● **Passage for review**

—————

Google's OnHub router

Google

The newfound visibility offered tech companies an opportunity to rethink the router. "As a Wi-Fi system, we’re starting to be throughout multiple spaces in a home, and of course there are things we could think about within that regard," says Ben Brown, the senior product manager for Google Wi-Fi.

Brown won't elaborate, but The Information recently reported that early versions of Google Wi-Fi included a microphone, speaker, and voice assistant, and that the next Google Home could include a built-in router. But Google may have scrapped those plans, Brown told me, to focus first on solving the huge but necessary challenge of solving connectivity problems. "First and foremost, we care about making sure you have the best Wi-Fi connectivity to your devices," he says.

If Google does combine Home with a Wi-Fi device---and it seems obvious it should---such a device could easily become the most-used gadget in many homes. Think about it: A wireless speaker and shopping-list keeper combined with a weather oracle and magical question-answerer that beams internet throughout your house. All of that, in a box shaped a bit like an air freshener.

You can easily see Amazon doing the same with the Echo, placing Alexa in even more homes. And it's equally likely that other companies will integrate Alexa into their products. The Linksys Velop or Netgear Orbi already offer Echo integration. It takes just one more step to natively support voice control and remove Amazon's gadget entirely. When you suddenly find yourself with two ways of talking to Alexa, you know which one people are going to keep---the one that also provides the internet.

Hold Down The Fort

You don't have to wait for all that, though. Routers already represent so much more than internet delivery tools. Think of them more like home operating systems. More than 10 billion devices will fill people's homes by 2019, according to research firm IDC, all of them connecting to their routers. Something must regulate all that traffic and ensure plays together nicely. Many new routers already prioritize specific devices or services, or turn off the internet at homework time. That's just the beginning. Once you can identify a device, who it belongs to, and what it can and should do, "your network can do control, it can do permissions, and it can give you insight into the capabilities of your home," Weaver says.

The Eero, in the hipster home where it belongs.

Eero

When the network becomes more than a dumb broadband stream, your router turns into something like a smart home hub. (Samsung fashioned the new Connect Home, for example, to do precisely that.) It also places your router squarely in control of the security and privacy of your network, simply because it oversees what comes and goes---when even baby monitors can be enlisted in destructive botnets, something must keep watch. "Most of the devices that are currently in your house, on your internet, you couldn’t install antivirus on them if you wanted to," says Paul Judge, CEO of router-maker Luma. "Who’s going to protect that world? It has to be built into the network." Sixty percent of Luma customers have seen their router discover a network security problem the user knew nothing about. Everyone I spoke to agrees the router bears a responsibility for protecting users from attacks.

Routers like the Gryphon and the Fltr, which raised huge crowdfunding sums earlier this year, are designed specifically with this kind of security in mind. The Fltr automatically offers VPN protection, ad blocking, and total anonymity through Tor. The Gryphon can automatically disconnect devices when they act up, and kill viruses before they reach your computer. Everything happens on the router, between your computer and the hackers or spies and hackers eager to get their hands on your data.

Like everything in the tech world, good ideas spread fast. A year from now, most routers will probably look the same again---just nothing like the tentacled boxes you've kept hidden. Instead, they'll provide thoughtful and constantly updated security features, dead simple set up and management, and the ability to do everything from get online to check the number of teaspoons in a cup. You'll talk to your router, and it'll talk back. And who knows. You might even start to like the thing.

—————

● **Image-grounded pointing data**
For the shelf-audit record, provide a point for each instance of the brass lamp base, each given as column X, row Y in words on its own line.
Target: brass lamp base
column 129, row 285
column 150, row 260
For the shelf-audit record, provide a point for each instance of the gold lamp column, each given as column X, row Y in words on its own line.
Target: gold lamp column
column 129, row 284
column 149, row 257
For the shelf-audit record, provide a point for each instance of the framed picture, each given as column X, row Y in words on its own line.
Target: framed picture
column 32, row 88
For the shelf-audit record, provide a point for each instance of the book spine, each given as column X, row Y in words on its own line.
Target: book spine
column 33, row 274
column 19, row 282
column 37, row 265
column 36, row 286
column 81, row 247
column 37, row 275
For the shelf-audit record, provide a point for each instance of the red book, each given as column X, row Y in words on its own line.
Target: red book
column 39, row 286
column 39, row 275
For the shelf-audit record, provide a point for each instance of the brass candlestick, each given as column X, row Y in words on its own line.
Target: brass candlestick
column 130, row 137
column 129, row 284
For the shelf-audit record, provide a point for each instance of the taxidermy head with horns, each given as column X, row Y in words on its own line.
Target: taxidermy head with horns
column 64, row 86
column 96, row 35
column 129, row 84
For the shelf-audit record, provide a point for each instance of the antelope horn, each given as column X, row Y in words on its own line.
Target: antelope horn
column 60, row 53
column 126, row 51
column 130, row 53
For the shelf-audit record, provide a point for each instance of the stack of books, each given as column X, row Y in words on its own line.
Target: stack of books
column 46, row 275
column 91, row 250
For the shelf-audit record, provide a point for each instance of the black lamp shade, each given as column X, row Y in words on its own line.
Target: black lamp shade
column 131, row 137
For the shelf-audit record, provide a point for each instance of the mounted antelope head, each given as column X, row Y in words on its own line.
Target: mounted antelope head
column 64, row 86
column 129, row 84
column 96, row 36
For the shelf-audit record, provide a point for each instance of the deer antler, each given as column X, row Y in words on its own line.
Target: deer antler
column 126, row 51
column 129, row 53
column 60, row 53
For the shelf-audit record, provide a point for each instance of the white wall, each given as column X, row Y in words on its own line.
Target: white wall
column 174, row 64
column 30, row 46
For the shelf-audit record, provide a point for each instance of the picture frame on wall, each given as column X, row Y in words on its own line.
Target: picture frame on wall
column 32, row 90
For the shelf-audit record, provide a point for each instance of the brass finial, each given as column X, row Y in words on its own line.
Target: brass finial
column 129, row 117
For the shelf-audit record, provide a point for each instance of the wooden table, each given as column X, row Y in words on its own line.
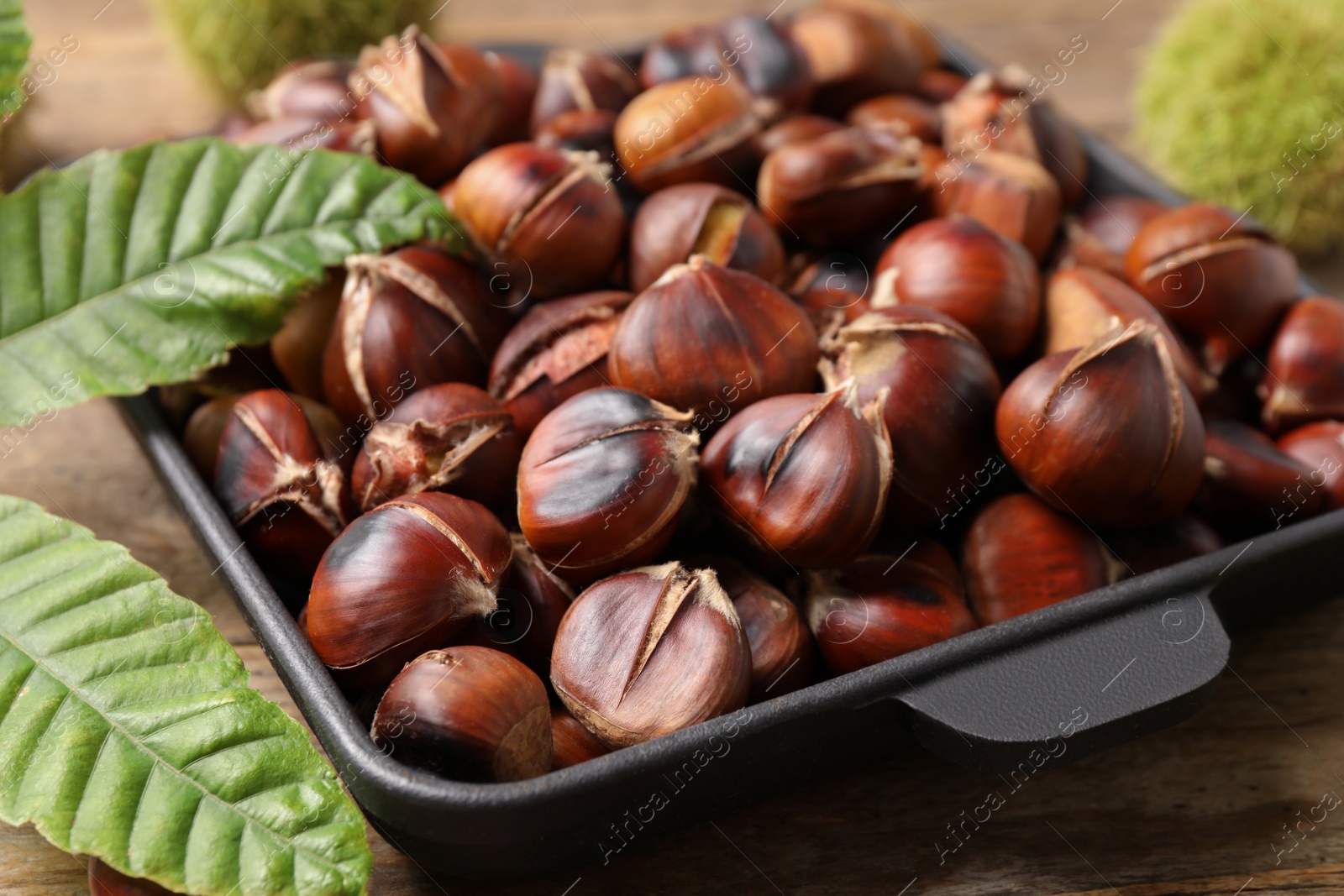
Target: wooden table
column 1191, row 810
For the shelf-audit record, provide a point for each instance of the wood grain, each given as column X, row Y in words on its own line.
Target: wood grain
column 1191, row 810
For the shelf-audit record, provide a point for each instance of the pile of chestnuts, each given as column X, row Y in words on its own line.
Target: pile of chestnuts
column 774, row 355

—————

● **Tasks for this exercise**
a) Copy out the stretch of the router article from "If Google does" through "an air freshener.".
b) In one to three sentences, explain why the router article says the router is placed in control of a network's security and privacy.
c) List the security features that the router article attributes to the Fltr and the Gryphon.

● **Set of answers**
a)
If Google does combine Home with a Wi-Fi device---and it seems obvious it should---such a device could easily become the most-used gadget in many homes. Think about it: A wireless speaker and shopping-list keeper combined with a weather oracle and magical question-answerer that beams internet throughout your house. All of that, in a box shaped a bit like an air freshener.

b) The router oversees everything that comes and goes on the network. Most devices in the house can't have antivirus installed, so protection has to be built into the network.

c)
- VPN protection (Fltr)
- Ad blocking (Fltr)
- Total anonymity through Tor (Fltr)
- Automatically disconnecting devices when they act up (Gryphon)
- Killing viruses before they reach your computer (Gryphon)